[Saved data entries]
%%
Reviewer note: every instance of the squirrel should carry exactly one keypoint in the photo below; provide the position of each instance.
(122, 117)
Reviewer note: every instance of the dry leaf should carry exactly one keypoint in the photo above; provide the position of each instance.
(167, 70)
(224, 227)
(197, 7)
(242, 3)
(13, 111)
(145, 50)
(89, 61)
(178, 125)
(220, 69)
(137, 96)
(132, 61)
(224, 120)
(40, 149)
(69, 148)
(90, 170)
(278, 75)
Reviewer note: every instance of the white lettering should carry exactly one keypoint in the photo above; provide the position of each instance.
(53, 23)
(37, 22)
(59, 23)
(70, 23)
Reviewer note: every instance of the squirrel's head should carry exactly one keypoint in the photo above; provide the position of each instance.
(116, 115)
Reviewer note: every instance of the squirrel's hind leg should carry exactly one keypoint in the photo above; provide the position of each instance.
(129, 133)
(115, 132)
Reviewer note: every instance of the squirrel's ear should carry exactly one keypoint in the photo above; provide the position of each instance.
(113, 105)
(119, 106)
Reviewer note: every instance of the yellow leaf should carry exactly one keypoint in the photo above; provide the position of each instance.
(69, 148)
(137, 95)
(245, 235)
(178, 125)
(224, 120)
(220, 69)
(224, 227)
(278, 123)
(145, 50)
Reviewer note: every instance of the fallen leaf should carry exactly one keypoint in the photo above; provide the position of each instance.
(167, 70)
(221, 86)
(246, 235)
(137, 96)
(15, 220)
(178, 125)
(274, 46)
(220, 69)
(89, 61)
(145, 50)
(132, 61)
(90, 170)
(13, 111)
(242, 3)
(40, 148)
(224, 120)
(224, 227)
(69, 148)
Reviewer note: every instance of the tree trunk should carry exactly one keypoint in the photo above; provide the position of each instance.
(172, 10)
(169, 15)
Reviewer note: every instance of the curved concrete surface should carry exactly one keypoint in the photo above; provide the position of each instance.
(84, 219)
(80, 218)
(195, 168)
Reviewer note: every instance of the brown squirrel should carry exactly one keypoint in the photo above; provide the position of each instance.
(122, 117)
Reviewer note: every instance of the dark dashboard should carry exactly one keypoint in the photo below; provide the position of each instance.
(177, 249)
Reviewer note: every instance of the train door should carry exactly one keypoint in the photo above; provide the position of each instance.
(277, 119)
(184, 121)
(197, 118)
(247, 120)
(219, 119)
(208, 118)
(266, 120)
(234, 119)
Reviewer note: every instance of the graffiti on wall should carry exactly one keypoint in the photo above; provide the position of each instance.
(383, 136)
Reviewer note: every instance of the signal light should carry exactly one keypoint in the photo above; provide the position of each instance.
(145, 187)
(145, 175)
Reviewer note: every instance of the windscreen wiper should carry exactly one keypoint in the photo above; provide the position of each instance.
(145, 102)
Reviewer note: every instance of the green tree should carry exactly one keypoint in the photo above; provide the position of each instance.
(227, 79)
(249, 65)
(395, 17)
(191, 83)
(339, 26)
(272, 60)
%%
_Exercise_. Starting with the line that contains "Reviewer note: every instance of the fallen", write out each line through the end of the listing, exactly as it appears, and include nothing else.

_Task output_.
Reviewer note: every instance of the fallen leaf should carry exactly one keypoint in the photo above; provide the position of each instance.
(167, 70)
(221, 86)
(246, 235)
(137, 96)
(15, 220)
(178, 125)
(274, 46)
(220, 69)
(89, 61)
(145, 50)
(132, 61)
(90, 170)
(13, 111)
(242, 3)
(40, 148)
(224, 120)
(224, 227)
(69, 148)
Reviewer note: every instance of the tree trunk should carry exactly one keypoint in the photo above; provide the position of each instance.
(172, 10)
(169, 15)
Reviewer note: every instance of the curved concrete surface should carry exactly one keypoint in the photo above; provide the position of each instance.
(84, 219)
(80, 218)
(195, 168)
Reviewer note: every instance of the brown squirrel should carry exactly one keypoint in the photo above; provide the position of each instance.
(122, 117)
Reviewer note: every instance of the dark dashboard should carry exactly one keypoint in the photo below; provide the position of each instance.
(177, 249)
Reviewer note: every instance of the train door should carry exactly one keypoint in the photo above; provide the position of each instance.
(277, 119)
(184, 121)
(197, 118)
(247, 120)
(219, 119)
(208, 118)
(266, 120)
(234, 119)
Reviewer note: every instance of the graffiti on wall should carry exactly one keypoint in the photo above; provide the position of each instance.
(383, 136)
Reviewer note: every instance of the signal light should carry exactly one keypoint in the photo above; provide the position of each instance.
(145, 187)
(145, 175)
Reviewer note: every instance of the windscreen wiper should carry exactly one keypoint in the photo above; provide the position of each instance.
(145, 102)
Reviewer note: every instance of the green tree should carry exactly one keypoint in the photo above; provide the position of each instance.
(227, 79)
(249, 65)
(395, 17)
(191, 83)
(339, 26)
(272, 60)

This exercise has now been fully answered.